··· Provided data ···

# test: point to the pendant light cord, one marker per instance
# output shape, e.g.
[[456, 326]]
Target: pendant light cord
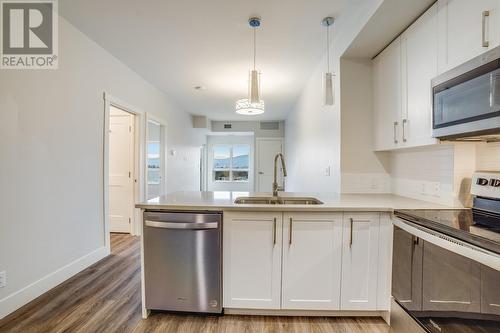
[[328, 48], [254, 47]]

···

**Exercise brief**
Please output the entries above exactly, leaving out every picture.

**Written answer**
# test: point to the pendant light cord, one marker per instance
# output shape, e.g.
[[456, 326]]
Target: pendant light cord
[[328, 48], [254, 47]]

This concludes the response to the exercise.